Short problem A. Copy out the dataset rows below, from the first line through the line that contains "99 167 L 105", both included. Leave the pictures out.

Supplied passage.
>> START

Sekirei: Pure Engagement
Title: Sekirei: Pure Engagement
Encompasses: Second Season of Sekirei
Published by: Madman Entertainment (Australia/New Zealand), Funimation Entertainment (North America)
Based on: Manga series under the same name by Sakurako Gokurakuin
Genre: Action, Harem, Romantic Comedy
Audio: English and Japanese Dubs
Aspect Ratio: 1080p High Definition (16:9)
Runtime: 350 Minutes
Classification: M for Animated Violence, Sexual References and Nudity
Cost: $59.95 on either DVD or Blu-ray
Special Thanks: Madman Entertainment for kindly providing me with a copy of this title for review
A clandestine organization known as the MBI has issued an edict that threatens to end the lives of Minato and his luscious companions once and for all! The cutthroat organization’s Sekirei Plan will force all busty brawlers and their masters to engage in a flesh-baring fight to the finish. Only one amazing pair will be left standing when this curvaceous cavalcade of carnage has come to a conclusion. Does Minato have what it takes to survive the bombastic barrage of breast-jiggling blows coming his way?
About a year and a half ago when I revived my anime reviewing program one of the first series I reviewed was Sekirei, and despite its sometimes over-use of fanservice to put across action proved to be a reasonably enjoyable watch. Released recently by Madman Entertainment and Funimation depending on your region, the second season of the show “Sekirei: Pure Engagement” has been released on both DVD and Blu-ray media. Once again, when you pick up this release from the store shelf you should be expecting your fair share of boobs (With a full uncensored view), near-full body nudity and all these shown while the female characters hurl water, cloth, hack into databases and perform many other abilities granted to individual Sekirei along with finding their goods in very convenient close contact with the main characters face.
Now you may dismiss this instantly as one way to win over viewers with boobs ‘n’ nipples appeals, but the first season would not have gotten as high a grade if this was the case. The storyline continues the story of Minato, an Ashikabi who has now formed a contract with four of the 108 Sekirei wandering around Shinto Teito. Through the power of the MBI, these 108 Sekirei and their Ashikabi are all part of the “Sekirei Plan”, which within the city each of them must fight each other in a very Pokemon-esque way until only one remains, for which both will then supposedly be granted a special reward. The first season was spent introducing the whole concept of the series and introducing the important main characters, and by the end of this season still has much more to deliver in terms of storyline which is still being written.
The second season is split up into two defined arcs. The first involves Minato trying to convince and win over two remaining “unwinged” Sekirei who he knows – Kazehana and Kagari to form contacts with him in order to increase his harem numbers and protect them from falling into the hands of other Ashikabis. The first arc is less action oriented and focuses more on dialogue and semi-interesting backstory behind the featured characters while leaving much to the casual fanservice inspired lifestyle Minato lives everyday. The second arc focuses more-so on the overall plotline and secondary character Uzume. This left plenty of time to explain the backstory and purpose of the Sekirei project but with the exception of that, it had a similar lackluster albeit action-oriented plotline from the first where at the request of MBI CEO Minaka, Minato and his Sekirei must scale the MBI Tower in order to acquire an important cure.

>> END

Short problem B. Continue the review of Sekirei: Pure Engagement above, starting right after its last sentence.

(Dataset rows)
>> START

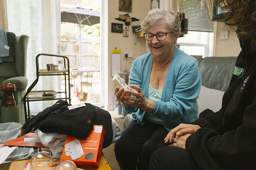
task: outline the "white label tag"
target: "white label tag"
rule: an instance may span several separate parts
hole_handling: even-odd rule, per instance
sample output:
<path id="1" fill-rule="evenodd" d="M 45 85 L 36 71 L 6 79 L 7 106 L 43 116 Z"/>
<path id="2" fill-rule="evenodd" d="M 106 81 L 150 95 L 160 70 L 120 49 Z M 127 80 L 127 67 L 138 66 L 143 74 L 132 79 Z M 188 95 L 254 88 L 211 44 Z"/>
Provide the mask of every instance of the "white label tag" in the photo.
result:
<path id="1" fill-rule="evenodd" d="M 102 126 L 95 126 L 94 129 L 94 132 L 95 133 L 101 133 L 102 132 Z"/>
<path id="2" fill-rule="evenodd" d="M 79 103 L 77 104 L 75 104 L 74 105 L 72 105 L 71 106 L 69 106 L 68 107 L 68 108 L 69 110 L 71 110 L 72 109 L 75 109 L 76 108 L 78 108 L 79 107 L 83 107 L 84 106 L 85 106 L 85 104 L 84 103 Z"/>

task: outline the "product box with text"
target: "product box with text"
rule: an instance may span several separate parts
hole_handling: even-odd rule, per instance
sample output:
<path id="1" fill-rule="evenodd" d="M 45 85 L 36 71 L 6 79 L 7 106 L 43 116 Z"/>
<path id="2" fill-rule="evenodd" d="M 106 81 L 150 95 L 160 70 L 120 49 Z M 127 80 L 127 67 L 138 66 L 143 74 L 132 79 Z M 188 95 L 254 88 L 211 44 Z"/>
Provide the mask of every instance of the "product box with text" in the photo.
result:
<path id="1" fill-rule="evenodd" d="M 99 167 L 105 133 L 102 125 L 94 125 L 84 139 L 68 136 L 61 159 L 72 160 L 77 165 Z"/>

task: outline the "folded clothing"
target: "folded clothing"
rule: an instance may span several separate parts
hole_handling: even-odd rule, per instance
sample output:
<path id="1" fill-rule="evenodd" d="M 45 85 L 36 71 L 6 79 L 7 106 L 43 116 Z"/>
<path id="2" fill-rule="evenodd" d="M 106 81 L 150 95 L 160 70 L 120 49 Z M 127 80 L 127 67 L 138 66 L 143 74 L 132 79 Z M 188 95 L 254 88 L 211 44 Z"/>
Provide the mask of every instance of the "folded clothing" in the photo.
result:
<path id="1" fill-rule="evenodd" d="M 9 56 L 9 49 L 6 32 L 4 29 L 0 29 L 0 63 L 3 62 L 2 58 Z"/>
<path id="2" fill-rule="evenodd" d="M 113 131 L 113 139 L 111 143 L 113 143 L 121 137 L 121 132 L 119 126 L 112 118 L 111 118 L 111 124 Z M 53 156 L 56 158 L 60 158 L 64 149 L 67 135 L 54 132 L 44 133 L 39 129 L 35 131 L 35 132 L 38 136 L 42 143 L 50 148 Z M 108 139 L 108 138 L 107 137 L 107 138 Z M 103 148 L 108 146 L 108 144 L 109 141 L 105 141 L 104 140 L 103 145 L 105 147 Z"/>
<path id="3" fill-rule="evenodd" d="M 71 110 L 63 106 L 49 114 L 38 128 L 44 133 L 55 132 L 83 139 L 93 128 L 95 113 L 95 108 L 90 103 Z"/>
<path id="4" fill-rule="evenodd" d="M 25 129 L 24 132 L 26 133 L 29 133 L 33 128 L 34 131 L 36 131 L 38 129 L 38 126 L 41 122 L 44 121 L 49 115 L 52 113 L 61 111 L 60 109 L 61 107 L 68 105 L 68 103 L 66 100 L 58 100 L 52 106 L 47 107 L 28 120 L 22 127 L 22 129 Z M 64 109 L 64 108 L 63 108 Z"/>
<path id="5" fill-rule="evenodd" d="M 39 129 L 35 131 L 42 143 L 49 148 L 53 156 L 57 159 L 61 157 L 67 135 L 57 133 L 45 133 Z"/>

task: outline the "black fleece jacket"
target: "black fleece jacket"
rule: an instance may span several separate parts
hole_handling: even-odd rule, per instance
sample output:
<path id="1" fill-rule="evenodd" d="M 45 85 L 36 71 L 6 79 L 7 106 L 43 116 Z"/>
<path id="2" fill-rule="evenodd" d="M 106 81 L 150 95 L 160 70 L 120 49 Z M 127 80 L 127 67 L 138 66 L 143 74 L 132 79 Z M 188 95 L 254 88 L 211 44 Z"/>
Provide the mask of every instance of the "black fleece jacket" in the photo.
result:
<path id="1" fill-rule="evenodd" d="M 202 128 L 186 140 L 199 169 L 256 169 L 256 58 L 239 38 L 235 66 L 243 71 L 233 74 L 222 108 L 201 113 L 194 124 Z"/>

>> END

Written reply A.
task: outline the "white label tag"
target: "white label tag"
rule: an instance may span several separate parts
hole_handling: even-odd rule, per instance
sample output:
<path id="1" fill-rule="evenodd" d="M 45 85 L 36 71 L 6 79 L 7 106 L 43 116 Z"/>
<path id="2" fill-rule="evenodd" d="M 106 81 L 150 95 L 160 70 L 120 49 Z M 127 80 L 127 67 L 138 66 L 143 74 L 132 79 Z M 188 95 L 254 88 L 211 44 Z"/>
Provide the mask of every instance of the "white label tag" in the photo.
result:
<path id="1" fill-rule="evenodd" d="M 102 126 L 95 126 L 94 129 L 94 132 L 95 133 L 101 133 L 102 132 Z"/>
<path id="2" fill-rule="evenodd" d="M 79 103 L 77 104 L 75 104 L 74 105 L 72 105 L 71 106 L 69 106 L 68 107 L 68 108 L 69 110 L 71 110 L 72 109 L 75 109 L 76 108 L 78 108 L 79 107 L 83 107 L 84 106 L 85 106 L 85 104 L 84 103 Z"/>

task: outline the "product box with text"
target: "product box with text"
rule: an instance may span several separate parts
hole_handling: even-odd rule, per instance
sample output:
<path id="1" fill-rule="evenodd" d="M 45 85 L 36 71 L 6 79 L 7 106 L 43 116 Z"/>
<path id="2" fill-rule="evenodd" d="M 106 81 L 150 95 L 160 70 L 120 49 Z M 127 80 L 127 67 L 138 66 L 143 74 L 132 79 Z M 188 95 L 254 88 L 211 44 Z"/>
Provide the mask of every instance of the "product box with text" in the photo.
result:
<path id="1" fill-rule="evenodd" d="M 99 167 L 105 133 L 102 125 L 94 125 L 84 139 L 68 136 L 61 159 L 72 160 L 77 165 Z"/>

Written reply B.
Alongside this there are a few interesting viewpoints from other characters that are not of such importance in this season – for example Minato’s sister who has acquired her own Sekirei and other Ashikabi who have varying roles and personalities, but these seem to be more-so to set up for future seasons rather than to deliver a full storyline now – which is fair enough as the manga series is still ongoing. While I do enjoy a slightly insane antagonist laughing from the top of his skyscraper, don’t object to the use of sometimes over-the-top fanservice in battles and think the underlying concept is rather well sorted out, I can’t say it was as enjoyable as the first. It seemed like they hovered over less important plot elements, for which screen time could have been put into elsewhere. But provided they continue on with the storyline into future seasons and don’t pull a “Rozen Maiden” on us, I think they have set up the rest of the series quite well. Additionally, I won’t deny I quite enjoy the little squabbles between the female Sekirei, having them in more moderate doses than in season one was beneificial to enjoyability.
While I don’t think I enjoyed the storyline as much in this season as in the last, the slight toning down on the fanservice and focus on something other than Ashikabi’s in the final few episodes helped bring another solid season to the Sekirei anime series.
Aside from a couple of things, many of the comments made in my preview review of Sekirei’s first season can be made about this one. This review was done on a blu-ray copy of this season while my original review was of a DVD release, so while taking into account the ~two year difference in release dates the blu-ray made considerable improvements in my opinion but is still nothing to purchase a blu-ray player over. Character designs suit the individual character personalities and skills and while there is nothing unique about it the world building is solid. Where this series does shine however is with the action scenes and both fanservice and non-fanservice battles between girls are well animated and provide fast-paced and energetic action alongside good use of the characters individual skills for added effect.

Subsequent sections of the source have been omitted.